**EXERCISE DIRECTIONS:**
Rewrite the data from the line with "the horse that" to the line with "point(219, 99)", swapping "Output" for "Result" and keeping everything else the same.

Image point annotation data
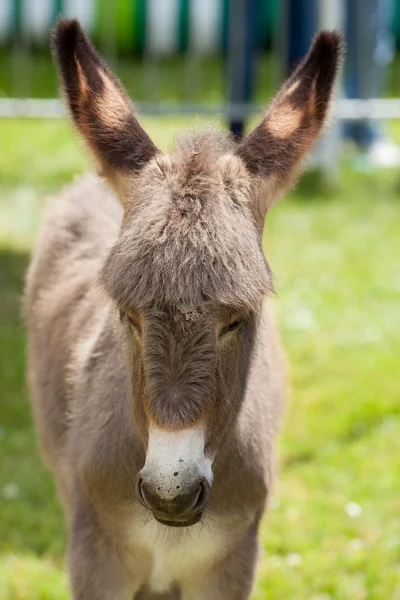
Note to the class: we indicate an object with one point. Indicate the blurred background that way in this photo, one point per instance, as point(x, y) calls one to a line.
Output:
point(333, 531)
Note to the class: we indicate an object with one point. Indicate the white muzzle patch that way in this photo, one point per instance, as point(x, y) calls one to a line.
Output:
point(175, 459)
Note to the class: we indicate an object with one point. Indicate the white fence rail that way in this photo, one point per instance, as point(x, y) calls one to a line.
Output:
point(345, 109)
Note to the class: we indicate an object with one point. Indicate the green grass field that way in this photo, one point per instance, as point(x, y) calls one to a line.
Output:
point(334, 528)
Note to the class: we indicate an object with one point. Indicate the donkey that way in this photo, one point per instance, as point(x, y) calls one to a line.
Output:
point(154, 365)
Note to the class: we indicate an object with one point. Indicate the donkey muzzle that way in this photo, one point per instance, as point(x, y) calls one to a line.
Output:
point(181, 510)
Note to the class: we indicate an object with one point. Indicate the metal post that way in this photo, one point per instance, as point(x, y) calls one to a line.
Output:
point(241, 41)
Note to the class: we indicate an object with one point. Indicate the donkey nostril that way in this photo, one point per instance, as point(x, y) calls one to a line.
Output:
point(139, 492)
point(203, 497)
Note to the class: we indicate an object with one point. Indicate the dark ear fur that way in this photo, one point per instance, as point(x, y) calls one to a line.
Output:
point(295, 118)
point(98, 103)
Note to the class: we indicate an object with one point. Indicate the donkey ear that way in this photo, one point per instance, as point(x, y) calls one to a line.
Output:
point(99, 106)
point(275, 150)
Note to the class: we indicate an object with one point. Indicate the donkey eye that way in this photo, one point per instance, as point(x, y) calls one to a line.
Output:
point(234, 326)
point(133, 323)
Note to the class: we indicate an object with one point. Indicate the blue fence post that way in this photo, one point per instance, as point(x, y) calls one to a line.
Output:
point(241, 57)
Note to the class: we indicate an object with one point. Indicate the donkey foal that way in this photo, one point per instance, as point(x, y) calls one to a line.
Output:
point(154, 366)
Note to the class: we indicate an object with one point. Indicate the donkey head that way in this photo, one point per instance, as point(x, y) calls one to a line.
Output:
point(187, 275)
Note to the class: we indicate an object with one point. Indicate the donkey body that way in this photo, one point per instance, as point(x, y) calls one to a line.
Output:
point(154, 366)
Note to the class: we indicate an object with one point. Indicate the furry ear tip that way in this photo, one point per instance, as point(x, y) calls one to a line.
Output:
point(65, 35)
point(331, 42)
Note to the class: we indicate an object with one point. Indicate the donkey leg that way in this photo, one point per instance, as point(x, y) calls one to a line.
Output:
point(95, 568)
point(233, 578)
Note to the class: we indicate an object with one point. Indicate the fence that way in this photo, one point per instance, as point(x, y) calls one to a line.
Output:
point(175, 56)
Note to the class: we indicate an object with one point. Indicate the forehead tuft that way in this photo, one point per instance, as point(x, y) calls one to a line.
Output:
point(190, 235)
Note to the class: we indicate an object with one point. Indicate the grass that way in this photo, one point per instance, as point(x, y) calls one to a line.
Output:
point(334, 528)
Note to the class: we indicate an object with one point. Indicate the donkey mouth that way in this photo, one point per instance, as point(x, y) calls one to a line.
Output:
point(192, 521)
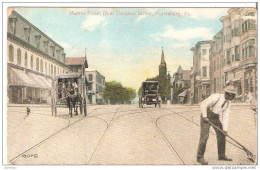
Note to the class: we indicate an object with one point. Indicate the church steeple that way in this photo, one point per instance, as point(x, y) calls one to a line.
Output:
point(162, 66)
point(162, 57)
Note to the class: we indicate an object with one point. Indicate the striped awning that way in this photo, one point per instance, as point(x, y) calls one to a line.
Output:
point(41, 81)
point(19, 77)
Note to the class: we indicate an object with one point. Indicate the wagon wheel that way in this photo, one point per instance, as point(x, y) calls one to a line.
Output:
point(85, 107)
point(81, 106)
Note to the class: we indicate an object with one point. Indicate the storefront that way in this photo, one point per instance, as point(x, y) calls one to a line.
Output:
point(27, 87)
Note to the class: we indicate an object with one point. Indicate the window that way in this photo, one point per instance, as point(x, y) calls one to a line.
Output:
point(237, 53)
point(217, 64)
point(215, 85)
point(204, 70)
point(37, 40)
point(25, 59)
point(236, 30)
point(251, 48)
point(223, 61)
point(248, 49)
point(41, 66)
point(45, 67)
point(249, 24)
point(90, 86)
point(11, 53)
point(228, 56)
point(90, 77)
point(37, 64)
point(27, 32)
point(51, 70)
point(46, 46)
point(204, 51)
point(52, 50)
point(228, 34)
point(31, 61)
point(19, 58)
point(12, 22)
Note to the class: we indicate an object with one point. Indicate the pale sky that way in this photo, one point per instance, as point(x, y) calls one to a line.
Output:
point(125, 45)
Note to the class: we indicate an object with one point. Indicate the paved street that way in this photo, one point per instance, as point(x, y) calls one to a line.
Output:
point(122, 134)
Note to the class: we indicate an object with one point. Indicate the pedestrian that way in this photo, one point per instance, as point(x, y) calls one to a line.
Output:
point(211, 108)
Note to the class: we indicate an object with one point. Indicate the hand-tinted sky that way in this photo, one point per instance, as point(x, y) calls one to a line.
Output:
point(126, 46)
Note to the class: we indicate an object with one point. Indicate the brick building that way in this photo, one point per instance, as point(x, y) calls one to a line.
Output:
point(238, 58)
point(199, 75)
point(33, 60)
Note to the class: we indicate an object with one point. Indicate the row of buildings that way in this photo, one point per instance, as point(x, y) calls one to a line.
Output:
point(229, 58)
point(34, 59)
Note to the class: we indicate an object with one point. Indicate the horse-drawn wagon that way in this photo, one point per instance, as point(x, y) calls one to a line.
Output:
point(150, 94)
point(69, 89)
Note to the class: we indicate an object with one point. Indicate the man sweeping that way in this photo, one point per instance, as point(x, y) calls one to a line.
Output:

==

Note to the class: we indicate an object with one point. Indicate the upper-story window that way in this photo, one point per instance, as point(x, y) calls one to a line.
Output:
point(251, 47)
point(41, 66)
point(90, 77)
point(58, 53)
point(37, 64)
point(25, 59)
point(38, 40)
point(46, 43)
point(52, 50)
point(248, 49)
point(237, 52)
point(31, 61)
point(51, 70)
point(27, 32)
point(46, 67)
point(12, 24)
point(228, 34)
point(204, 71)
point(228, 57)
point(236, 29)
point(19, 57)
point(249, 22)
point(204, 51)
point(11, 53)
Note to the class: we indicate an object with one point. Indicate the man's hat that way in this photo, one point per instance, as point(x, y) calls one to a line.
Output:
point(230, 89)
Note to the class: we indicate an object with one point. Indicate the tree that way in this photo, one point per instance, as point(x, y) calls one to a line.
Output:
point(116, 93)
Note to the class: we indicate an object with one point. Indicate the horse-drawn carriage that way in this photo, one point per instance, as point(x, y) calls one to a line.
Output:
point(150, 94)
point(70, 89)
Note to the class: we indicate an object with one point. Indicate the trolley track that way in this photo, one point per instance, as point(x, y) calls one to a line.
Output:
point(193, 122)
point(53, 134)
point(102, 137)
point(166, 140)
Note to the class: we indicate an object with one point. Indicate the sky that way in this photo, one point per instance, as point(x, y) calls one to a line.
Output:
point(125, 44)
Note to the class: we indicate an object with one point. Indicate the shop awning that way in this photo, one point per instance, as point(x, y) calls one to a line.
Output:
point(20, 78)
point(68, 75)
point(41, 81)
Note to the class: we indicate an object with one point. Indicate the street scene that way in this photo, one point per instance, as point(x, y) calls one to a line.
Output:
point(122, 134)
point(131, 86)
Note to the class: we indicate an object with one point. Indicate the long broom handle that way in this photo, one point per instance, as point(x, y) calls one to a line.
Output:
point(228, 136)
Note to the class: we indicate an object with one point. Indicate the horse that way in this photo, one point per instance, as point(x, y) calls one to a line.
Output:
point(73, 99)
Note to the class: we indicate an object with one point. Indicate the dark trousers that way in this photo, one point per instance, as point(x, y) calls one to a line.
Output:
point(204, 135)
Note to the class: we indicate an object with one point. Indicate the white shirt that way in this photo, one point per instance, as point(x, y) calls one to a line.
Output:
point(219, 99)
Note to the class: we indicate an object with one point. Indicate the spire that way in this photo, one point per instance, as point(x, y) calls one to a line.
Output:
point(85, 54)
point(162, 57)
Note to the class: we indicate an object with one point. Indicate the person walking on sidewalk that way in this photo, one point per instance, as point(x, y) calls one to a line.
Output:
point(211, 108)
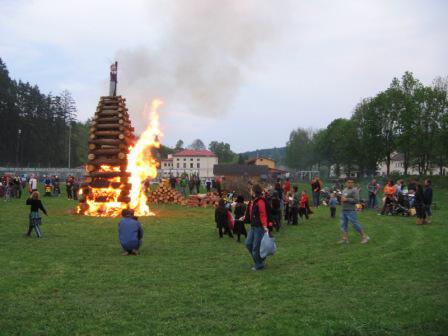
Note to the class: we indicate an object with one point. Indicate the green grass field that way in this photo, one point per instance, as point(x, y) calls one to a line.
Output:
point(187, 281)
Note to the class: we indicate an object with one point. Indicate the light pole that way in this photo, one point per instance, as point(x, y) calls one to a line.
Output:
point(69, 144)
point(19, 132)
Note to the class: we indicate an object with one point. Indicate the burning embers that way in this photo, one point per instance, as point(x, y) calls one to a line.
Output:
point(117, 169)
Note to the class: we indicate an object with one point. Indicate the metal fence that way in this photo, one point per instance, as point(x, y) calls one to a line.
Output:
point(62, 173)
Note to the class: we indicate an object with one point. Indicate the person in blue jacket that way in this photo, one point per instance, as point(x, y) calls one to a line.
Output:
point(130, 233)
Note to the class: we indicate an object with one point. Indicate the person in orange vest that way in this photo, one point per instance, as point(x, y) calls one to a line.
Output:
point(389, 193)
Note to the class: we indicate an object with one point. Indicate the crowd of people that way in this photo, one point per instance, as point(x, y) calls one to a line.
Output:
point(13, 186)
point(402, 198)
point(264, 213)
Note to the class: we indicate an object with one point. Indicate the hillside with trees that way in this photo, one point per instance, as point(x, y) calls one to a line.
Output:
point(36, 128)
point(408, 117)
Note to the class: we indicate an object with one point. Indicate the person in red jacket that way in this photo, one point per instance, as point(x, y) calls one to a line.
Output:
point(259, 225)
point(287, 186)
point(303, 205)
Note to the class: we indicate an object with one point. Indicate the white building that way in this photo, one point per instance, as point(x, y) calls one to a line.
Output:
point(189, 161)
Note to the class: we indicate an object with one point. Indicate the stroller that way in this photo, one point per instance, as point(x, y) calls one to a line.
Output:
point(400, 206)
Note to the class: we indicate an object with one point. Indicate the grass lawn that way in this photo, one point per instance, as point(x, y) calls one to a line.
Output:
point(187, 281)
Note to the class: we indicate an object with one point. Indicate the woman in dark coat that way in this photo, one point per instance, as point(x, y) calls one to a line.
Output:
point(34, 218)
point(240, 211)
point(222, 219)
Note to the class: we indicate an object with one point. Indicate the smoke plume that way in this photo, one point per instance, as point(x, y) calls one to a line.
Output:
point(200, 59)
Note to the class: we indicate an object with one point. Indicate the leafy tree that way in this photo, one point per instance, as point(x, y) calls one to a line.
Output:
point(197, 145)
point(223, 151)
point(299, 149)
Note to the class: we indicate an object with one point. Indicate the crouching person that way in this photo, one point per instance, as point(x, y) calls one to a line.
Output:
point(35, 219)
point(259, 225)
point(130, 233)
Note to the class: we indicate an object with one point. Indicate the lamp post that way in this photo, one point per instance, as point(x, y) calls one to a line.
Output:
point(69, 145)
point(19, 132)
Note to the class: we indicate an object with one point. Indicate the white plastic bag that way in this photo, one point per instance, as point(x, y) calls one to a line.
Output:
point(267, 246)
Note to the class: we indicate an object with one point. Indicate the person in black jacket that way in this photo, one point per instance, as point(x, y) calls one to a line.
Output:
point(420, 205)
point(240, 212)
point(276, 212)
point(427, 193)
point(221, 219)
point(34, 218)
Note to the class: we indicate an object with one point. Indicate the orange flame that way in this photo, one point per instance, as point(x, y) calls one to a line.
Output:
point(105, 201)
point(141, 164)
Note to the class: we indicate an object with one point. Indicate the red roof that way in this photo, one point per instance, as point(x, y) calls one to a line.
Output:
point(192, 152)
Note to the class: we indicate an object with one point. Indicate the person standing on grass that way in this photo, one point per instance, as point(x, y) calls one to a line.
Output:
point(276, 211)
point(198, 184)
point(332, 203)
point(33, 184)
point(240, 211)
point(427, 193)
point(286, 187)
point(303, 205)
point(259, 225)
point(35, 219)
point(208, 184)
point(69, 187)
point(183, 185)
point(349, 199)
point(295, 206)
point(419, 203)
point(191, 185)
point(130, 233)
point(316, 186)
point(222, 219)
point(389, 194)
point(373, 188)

**OUTPUT OF THE EXERCISE:**
Note to the class: we indicate an object with one point. Indicate the horse that way in this photo, one point per instance, as point(x, y) calls one to a line.
Result:
point(73, 99)
Note to the class: we indicate an object with one point. Indicate the dark trousers that way in this photo, one point per instance, as point(x, y) calls one to a line.
Result:
point(204, 135)
Note to the class: we indicate an object with one point. Indicate the white shirt that way in this photo, one point per instance, as point(x, y) calls one to a line.
Result:
point(219, 99)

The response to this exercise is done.